(Dataset rows showing where objects appear)

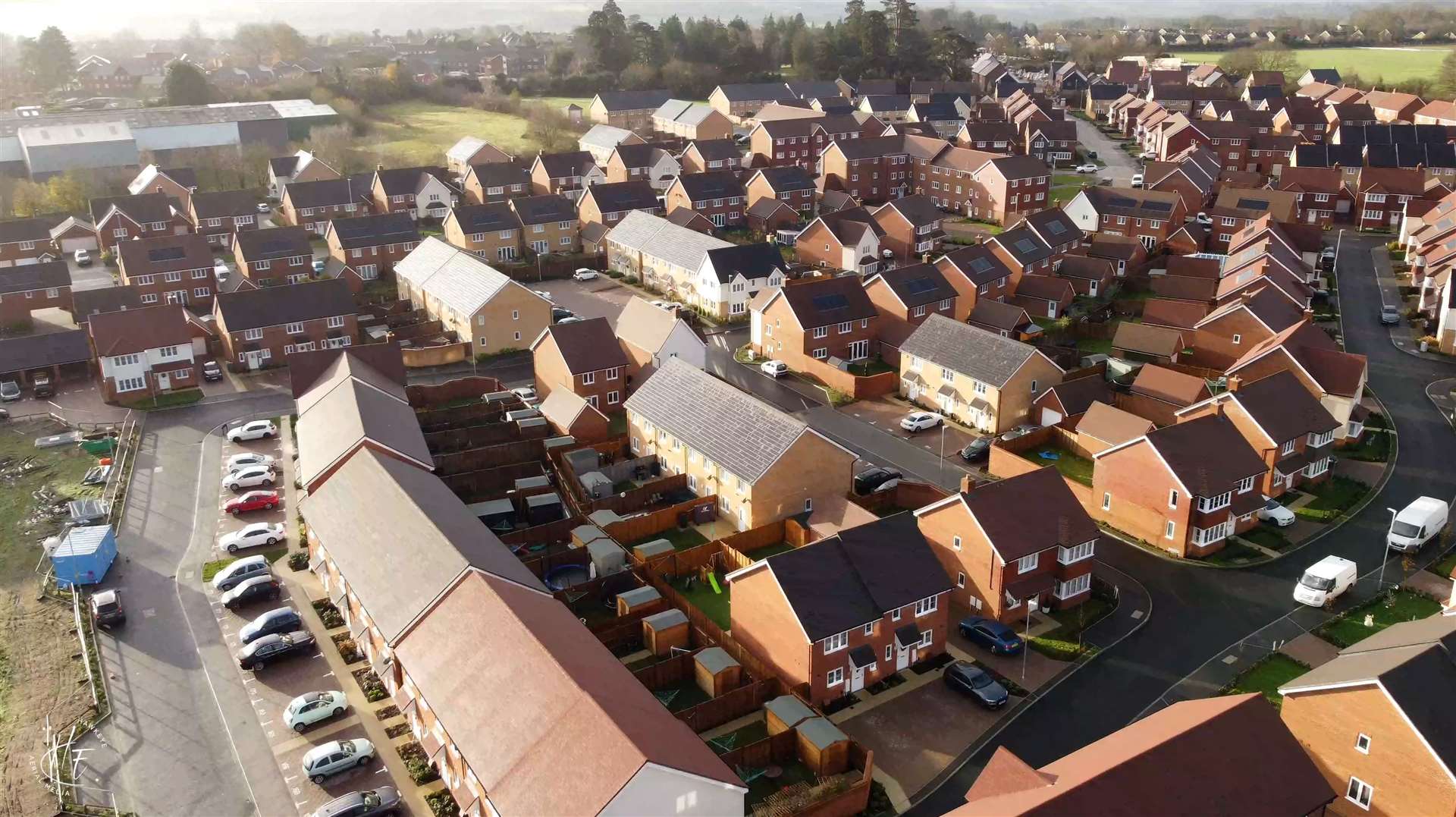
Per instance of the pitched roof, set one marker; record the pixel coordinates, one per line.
(717, 419)
(968, 350)
(858, 576)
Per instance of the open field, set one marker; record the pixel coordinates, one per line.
(1389, 64)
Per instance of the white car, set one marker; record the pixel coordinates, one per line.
(337, 756)
(255, 430)
(253, 536)
(249, 459)
(313, 707)
(921, 419)
(251, 476)
(1276, 513)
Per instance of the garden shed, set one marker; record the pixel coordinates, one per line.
(664, 631)
(717, 671)
(83, 555)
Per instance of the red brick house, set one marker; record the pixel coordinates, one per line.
(845, 612)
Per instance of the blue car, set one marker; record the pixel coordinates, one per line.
(992, 635)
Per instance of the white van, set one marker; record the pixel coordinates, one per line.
(1326, 580)
(1421, 520)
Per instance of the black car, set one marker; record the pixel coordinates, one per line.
(274, 647)
(968, 679)
(868, 479)
(977, 449)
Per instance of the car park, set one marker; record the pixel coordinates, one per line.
(253, 536)
(921, 419)
(253, 590)
(278, 619)
(312, 708)
(253, 501)
(337, 756)
(383, 800)
(255, 430)
(251, 476)
(248, 567)
(990, 634)
(275, 647)
(968, 679)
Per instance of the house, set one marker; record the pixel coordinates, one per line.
(865, 603)
(651, 335)
(548, 223)
(262, 326)
(816, 319)
(278, 255)
(976, 376)
(612, 201)
(910, 228)
(764, 465)
(718, 196)
(1283, 423)
(369, 240)
(905, 297)
(302, 166)
(1183, 489)
(482, 306)
(977, 274)
(730, 277)
(1144, 761)
(220, 215)
(1012, 542)
(169, 270)
(1369, 723)
(142, 353)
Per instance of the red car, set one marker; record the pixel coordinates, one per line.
(253, 501)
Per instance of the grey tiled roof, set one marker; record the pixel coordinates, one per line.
(717, 419)
(967, 350)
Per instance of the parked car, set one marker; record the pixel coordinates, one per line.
(384, 800)
(274, 647)
(107, 608)
(253, 536)
(968, 679)
(774, 367)
(976, 449)
(248, 567)
(249, 478)
(313, 707)
(1276, 513)
(251, 459)
(253, 590)
(278, 619)
(921, 419)
(255, 430)
(253, 501)
(992, 635)
(873, 478)
(337, 756)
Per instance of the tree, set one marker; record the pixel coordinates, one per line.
(187, 85)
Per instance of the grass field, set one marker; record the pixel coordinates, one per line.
(1389, 64)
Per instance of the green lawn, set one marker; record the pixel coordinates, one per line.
(1069, 465)
(1389, 64)
(1267, 676)
(1398, 606)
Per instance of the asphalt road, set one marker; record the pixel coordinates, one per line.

• [WRITTEN TASK]
Copy every one of the lines above word for word, leaving out the pictures.

• [ANSWER FOR THIS EXERCISE]
Per instance of the pitched roof, set one marker; record the pixel coordinates, one per line.
(717, 419)
(968, 350)
(858, 576)
Per instance of the open field, set one marker; record the pixel coordinates, one per line.
(1389, 64)
Per instance of the white car, set one marker; record the pixel coordinates, one per line.
(337, 756)
(255, 430)
(253, 536)
(249, 459)
(313, 707)
(921, 419)
(251, 476)
(1276, 513)
Per instance of the garden shed, set one marker; record the pixel coordinates, one per line.
(664, 631)
(717, 671)
(83, 555)
Per instance of the red brick house, set one marker; record the pixel coordinates, one per line.
(845, 612)
Per instance of the blue car, set one marker; record the pixel coordinates, one per line.
(992, 635)
Per instance of the white van, set one marker; record the pixel coordinates, one per line.
(1326, 580)
(1421, 520)
Per instance of the black car, set one marker; record the pixel coordinates, one per line.
(274, 647)
(968, 679)
(868, 479)
(977, 449)
Per instance of the car park, set one marker; record the pixel coordinates, one per line.
(253, 536)
(921, 419)
(253, 590)
(278, 619)
(312, 708)
(253, 501)
(337, 756)
(383, 800)
(255, 430)
(251, 476)
(248, 567)
(990, 634)
(275, 647)
(968, 679)
Per instance of the house, set one marker; record the pixel coordinates, one per line.
(865, 603)
(651, 335)
(548, 223)
(262, 326)
(816, 319)
(278, 255)
(976, 376)
(612, 201)
(910, 228)
(764, 465)
(718, 196)
(1283, 423)
(369, 240)
(905, 297)
(302, 166)
(1183, 489)
(482, 306)
(977, 274)
(730, 277)
(1144, 761)
(220, 215)
(1012, 542)
(169, 270)
(1369, 723)
(142, 353)
Per instance of the red car, set one marker; record the pixel coordinates, one per line.
(253, 501)
Per instance of the grey tiled roof, set one marker; record the pixel coordinates, one per line.
(717, 419)
(967, 350)
Per instance of the parked car, set one marker; record the pixel coordinates, one per line.
(384, 800)
(274, 647)
(107, 608)
(253, 536)
(968, 679)
(774, 367)
(976, 449)
(248, 567)
(249, 478)
(313, 707)
(1276, 513)
(251, 459)
(253, 590)
(278, 619)
(921, 419)
(255, 430)
(253, 501)
(992, 635)
(873, 478)
(337, 756)
Per instance of the tree, set one marker; record the pixel coordinates, one per line.
(187, 85)
Per instance of the grass field, set one marker; record the pixel coordinates, one per line.
(1389, 64)
Per instance of the green lawn, set one marker; record the pixel coordinates, one per line.
(1069, 465)
(1389, 64)
(1267, 676)
(1398, 606)
Per instance of the asphalt road, set one marker; record the pixel coordinates, one per line.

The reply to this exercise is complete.